[Excerpts from point annotation data]

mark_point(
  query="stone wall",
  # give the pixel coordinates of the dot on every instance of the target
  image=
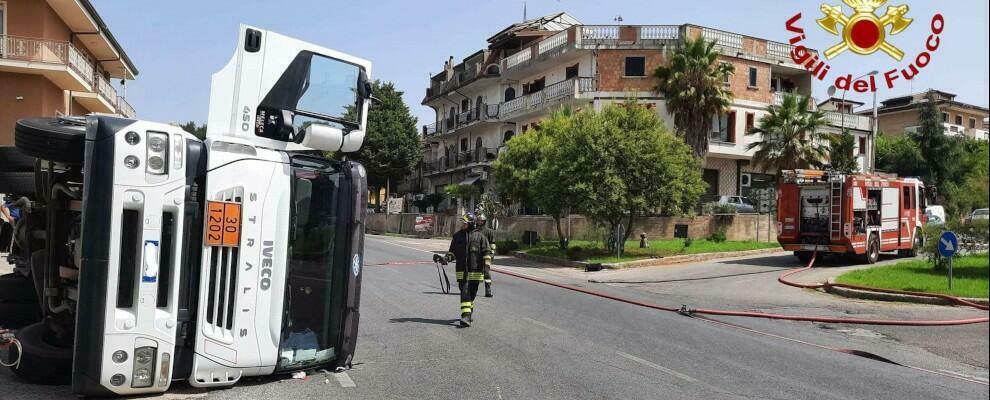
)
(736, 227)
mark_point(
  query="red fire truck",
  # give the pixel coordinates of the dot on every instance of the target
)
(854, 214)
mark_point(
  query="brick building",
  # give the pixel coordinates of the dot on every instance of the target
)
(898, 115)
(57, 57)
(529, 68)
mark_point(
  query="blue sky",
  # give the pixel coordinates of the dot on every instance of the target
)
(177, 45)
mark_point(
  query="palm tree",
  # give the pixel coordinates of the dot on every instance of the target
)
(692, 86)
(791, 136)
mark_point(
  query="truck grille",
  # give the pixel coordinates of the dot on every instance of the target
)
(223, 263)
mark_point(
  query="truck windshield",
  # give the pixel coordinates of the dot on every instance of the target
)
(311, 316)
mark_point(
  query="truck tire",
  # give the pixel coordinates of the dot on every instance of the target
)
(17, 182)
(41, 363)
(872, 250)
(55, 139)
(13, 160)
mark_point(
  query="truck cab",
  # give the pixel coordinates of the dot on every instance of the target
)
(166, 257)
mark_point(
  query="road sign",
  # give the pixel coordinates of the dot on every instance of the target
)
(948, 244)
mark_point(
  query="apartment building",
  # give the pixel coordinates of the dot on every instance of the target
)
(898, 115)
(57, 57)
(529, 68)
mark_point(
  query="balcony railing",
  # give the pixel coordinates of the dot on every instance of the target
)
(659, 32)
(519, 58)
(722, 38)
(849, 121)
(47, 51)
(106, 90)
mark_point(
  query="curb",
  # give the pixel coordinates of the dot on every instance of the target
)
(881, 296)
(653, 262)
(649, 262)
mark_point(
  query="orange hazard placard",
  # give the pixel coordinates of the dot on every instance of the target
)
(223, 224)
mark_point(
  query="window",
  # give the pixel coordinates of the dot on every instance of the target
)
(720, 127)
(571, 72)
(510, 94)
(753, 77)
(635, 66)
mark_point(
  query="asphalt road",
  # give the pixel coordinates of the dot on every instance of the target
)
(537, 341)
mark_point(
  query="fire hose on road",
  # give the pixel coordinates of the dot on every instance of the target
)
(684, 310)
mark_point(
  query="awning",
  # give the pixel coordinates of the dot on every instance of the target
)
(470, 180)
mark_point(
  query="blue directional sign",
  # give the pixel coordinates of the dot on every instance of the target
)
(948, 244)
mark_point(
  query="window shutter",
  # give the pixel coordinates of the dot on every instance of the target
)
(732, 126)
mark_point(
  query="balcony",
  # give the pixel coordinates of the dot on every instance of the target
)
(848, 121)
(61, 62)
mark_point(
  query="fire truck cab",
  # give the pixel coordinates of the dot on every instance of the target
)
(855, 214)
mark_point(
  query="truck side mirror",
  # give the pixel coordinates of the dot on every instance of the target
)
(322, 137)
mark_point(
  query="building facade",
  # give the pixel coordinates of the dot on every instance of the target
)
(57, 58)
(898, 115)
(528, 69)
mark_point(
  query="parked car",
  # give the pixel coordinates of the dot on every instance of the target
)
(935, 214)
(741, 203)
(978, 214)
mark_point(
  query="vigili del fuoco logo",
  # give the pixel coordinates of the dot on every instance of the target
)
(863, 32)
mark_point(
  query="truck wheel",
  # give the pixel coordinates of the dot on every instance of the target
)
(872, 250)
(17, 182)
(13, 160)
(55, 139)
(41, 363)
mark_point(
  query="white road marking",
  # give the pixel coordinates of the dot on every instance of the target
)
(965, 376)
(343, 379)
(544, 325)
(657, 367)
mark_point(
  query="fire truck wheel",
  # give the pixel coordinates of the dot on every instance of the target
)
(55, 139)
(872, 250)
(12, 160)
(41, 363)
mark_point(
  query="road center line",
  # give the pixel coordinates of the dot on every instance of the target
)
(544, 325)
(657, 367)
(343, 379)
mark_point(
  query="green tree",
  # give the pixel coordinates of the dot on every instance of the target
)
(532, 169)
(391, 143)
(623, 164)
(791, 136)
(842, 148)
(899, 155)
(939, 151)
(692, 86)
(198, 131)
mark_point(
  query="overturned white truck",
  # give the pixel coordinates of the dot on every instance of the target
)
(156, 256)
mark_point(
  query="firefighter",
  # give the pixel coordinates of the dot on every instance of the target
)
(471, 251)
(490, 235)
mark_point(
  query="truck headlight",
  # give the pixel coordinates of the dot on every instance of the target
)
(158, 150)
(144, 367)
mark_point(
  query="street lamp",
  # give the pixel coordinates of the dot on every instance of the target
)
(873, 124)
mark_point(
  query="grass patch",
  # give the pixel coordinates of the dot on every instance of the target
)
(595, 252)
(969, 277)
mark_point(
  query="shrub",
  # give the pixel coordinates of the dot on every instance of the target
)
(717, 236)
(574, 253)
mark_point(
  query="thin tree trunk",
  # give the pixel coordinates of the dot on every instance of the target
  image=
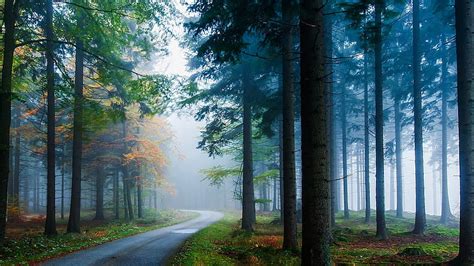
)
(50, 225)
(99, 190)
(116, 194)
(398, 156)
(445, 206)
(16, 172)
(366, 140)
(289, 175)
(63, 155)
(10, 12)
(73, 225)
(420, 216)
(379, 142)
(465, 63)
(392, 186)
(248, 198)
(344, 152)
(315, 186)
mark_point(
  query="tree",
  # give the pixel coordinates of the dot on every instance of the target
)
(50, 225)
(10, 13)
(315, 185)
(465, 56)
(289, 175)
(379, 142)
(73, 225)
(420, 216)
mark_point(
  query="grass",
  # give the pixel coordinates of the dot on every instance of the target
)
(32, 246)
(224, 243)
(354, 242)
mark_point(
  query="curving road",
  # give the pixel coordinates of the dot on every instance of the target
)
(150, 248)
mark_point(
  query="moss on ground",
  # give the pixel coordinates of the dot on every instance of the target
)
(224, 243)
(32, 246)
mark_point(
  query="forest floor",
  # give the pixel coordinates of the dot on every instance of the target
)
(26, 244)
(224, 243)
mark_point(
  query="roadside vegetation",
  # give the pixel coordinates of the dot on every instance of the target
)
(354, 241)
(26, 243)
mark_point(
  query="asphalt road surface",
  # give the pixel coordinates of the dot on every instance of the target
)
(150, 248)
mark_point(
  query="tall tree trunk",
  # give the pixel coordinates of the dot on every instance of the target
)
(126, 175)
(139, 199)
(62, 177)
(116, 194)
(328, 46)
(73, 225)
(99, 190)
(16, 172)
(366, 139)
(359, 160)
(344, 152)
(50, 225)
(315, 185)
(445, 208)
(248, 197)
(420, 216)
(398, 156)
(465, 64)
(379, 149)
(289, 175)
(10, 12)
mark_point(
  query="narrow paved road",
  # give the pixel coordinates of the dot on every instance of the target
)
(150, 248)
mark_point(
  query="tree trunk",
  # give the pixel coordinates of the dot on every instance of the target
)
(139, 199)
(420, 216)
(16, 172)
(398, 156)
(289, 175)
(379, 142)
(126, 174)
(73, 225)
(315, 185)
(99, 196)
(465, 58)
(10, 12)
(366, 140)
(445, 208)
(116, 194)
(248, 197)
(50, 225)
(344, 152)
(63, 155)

# Instruction:
Repeat the records in full, exactly as they appear, without the pictures.

# Response to the exercise:
mark_point(
  query="stone wall",
  # give the pixel coordinates of the dot on every instance of the target
  image=
)
(736, 227)
mark_point(
  query="red fire truck",
  # give the pixel coordinates of the dot on every instance of the target
)
(854, 214)
mark_point(
  query="brick building",
  # give the pixel coordinates of the dot on every instance of the target
)
(898, 115)
(57, 57)
(529, 68)
mark_point(
  query="blue sky",
  # give the pixel coordinates of the dot on every instance of the target
)
(177, 45)
mark_point(
  query="palm tree",
  # give the pixel coordinates of the dot on every instance of the target
)
(692, 86)
(791, 136)
mark_point(
  query="truck grille",
  # give the pixel coordinates of the dot on every instance of the target
)
(223, 263)
mark_point(
  query="truck windshield",
  # give the pixel coordinates of the dot on every instance of the target
)
(311, 316)
mark_point(
  query="truck tire",
  # give the pixel coordinates of the dot on every instance of the target
)
(17, 182)
(41, 363)
(872, 250)
(55, 139)
(13, 160)
mark_point(
  query="truck cab",
  # give the pixel coordinates of the dot on every instance of the target
)
(166, 257)
mark_point(
  query="road sign",
  # give the pixel coordinates of the dot on every instance of the target
)
(948, 244)
mark_point(
  query="apartment building",
  # give the pixel coordinates of the dot on every instance of the target
)
(898, 115)
(57, 57)
(529, 68)
mark_point(
  query="balcony railing",
  # give the pixel coordinates of the dot on every instance of the target
)
(659, 32)
(519, 58)
(722, 38)
(849, 121)
(47, 51)
(106, 90)
mark_point(
  query="curb",
  # give the pixel coordinates of the dot on every instance of the target
)
(881, 296)
(653, 262)
(649, 262)
mark_point(
  query="orange hazard placard",
  # give the pixel coordinates of the dot on every instance of the target
)
(223, 224)
mark_point(
  query="window",
  # give the pixel coordinates of the dot on every instance of the target
)
(720, 127)
(571, 72)
(510, 94)
(753, 77)
(635, 66)
mark_point(
  query="asphalt road",
  # give the pixel coordinates of the dot on every instance of the target
)
(537, 341)
mark_point(
  query="fire hose on road",
  # give the pixel coordinates of the dot on every instance of the target
)
(684, 310)
mark_point(
  query="awning",
  # give the pixel coordinates of the dot on every instance of the target
)
(470, 180)
mark_point(
  query="blue directional sign",
  # give the pixel coordinates of the dot on every instance of the target
)
(948, 244)
mark_point(
  query="window shutter",
  # give the pixel coordinates of the dot on every instance of the target
)
(732, 126)
mark_point(
  query="balcony",
  # give the pixel coordinates of the dot on every instance of the target
)
(848, 121)
(61, 62)
mark_point(
  query="fire truck cab",
  # give the pixel coordinates of the dot on every instance of the target
)
(855, 214)
mark_point(
  query="truck side mirror",
  # give the pixel coordinates of the dot on every instance of the target
)
(322, 137)
mark_point(
  query="building facade",
  # give the pixel coordinates of the dot on every instance of the target
)
(57, 58)
(898, 115)
(528, 69)
mark_point(
  query="parked car",
  # give the pixel coordinates of the dot on every instance of the target
)
(935, 214)
(741, 203)
(978, 214)
mark_point(
  query="vigili del fuoco logo",
  # give the pixel coordinates of the dot on every instance of the target
)
(863, 32)
mark_point(
  query="truck wheel",
  # give the pixel coordinates of the dot on every instance of the target
)
(872, 250)
(17, 182)
(13, 160)
(55, 139)
(41, 363)
mark_point(
  query="white road marking",
  # give the pixel coordinates of the dot on every instance of the target
)
(965, 376)
(343, 379)
(544, 325)
(657, 367)
mark_point(
  query="fire truck wheel",
  # give the pixel coordinates of the dot on every instance of the target
)
(55, 139)
(872, 250)
(12, 160)
(41, 363)
mark_point(
  query="road center line",
  # give the pixel coordinates of the dot on every instance of the target
)
(544, 325)
(657, 367)
(343, 379)
mark_point(
  query="green tree",
  # give the pixel coordinates of the dot on every instance of the target
)
(532, 169)
(391, 143)
(623, 164)
(791, 136)
(842, 148)
(899, 155)
(939, 151)
(692, 86)
(198, 131)
mark_point(
  query="overturned white truck",
  # give the pixel coordinates of the dot on every instance of the target
)
(156, 256)
mark_point(
  query="firefighter",
  # give the pixel coordinates of the dot on every instance of the target
)
(471, 251)
(490, 235)
mark_point(
  query="truck headlight",
  # give the pixel coordinates of the dot on every instance of the target
)
(158, 150)
(144, 367)
mark_point(
  query="street lamp",
  # give the pixel coordinates of the dot on every instance of the target
)
(873, 124)
mark_point(
  query="grass patch",
  # give the pixel coordinates of the dot on every instance of the target
)
(595, 252)
(969, 277)
mark_point(
  query="shrub",
  # give the pixel coordinates of the dot on every instance of the target
)
(717, 236)
(574, 253)
mark_point(
  query="thin tree trunk",
  # give the pixel coordinates of the dot on every instance of the target
  image=
)
(50, 225)
(99, 190)
(116, 194)
(398, 156)
(445, 206)
(16, 172)
(366, 140)
(289, 175)
(63, 155)
(10, 12)
(73, 225)
(420, 216)
(379, 142)
(465, 63)
(392, 186)
(248, 198)
(344, 152)
(315, 186)
mark_point(
  query="tree",
  # give the pixel coordinates of the dot on every instance of the target
)
(50, 225)
(10, 13)
(315, 185)
(465, 56)
(289, 175)
(379, 142)
(73, 225)
(420, 216)
mark_point(
  query="grass",
  # give the pixel coordinates of the dot on every instance of the target
)
(32, 246)
(224, 243)
(354, 242)
mark_point(
  query="curving road",
  # give the pixel coordinates of the dot on every instance of the target
)
(150, 248)
mark_point(
  query="moss on ground",
  # give the pixel coordinates of the dot on every instance of the target
)
(224, 243)
(32, 246)
mark_point(
  query="forest floor",
  # give the pixel coordinates of the dot on every instance of the target
)
(26, 244)
(224, 243)
mark_point(
  query="roadside vegetation",
  # give the pixel coordinates of the dot on every instance of the target
)
(354, 241)
(26, 243)
mark_point(
  query="asphalt road surface",
  # give the pixel coordinates of the dot on every instance of the target
)
(150, 248)
mark_point(
  query="tall tree trunk",
  # give the pixel coordinates of the dot on every instance of the target
)
(126, 175)
(139, 199)
(62, 177)
(116, 194)
(328, 46)
(73, 225)
(99, 190)
(16, 172)
(366, 139)
(359, 160)
(344, 152)
(50, 225)
(315, 185)
(445, 208)
(248, 197)
(420, 216)
(398, 156)
(465, 64)
(379, 149)
(289, 175)
(10, 12)
mark_point(
  query="narrow paved road",
  # give the pixel coordinates of the dot on every instance of the target
)
(150, 248)
mark_point(
  query="tree trunk",
  # give the pixel coordinates of the dot on every instance of the target
)
(139, 199)
(420, 216)
(16, 172)
(398, 156)
(289, 175)
(379, 142)
(126, 174)
(73, 225)
(315, 185)
(99, 196)
(465, 58)
(10, 12)
(366, 140)
(445, 208)
(116, 194)
(248, 197)
(50, 225)
(344, 152)
(63, 155)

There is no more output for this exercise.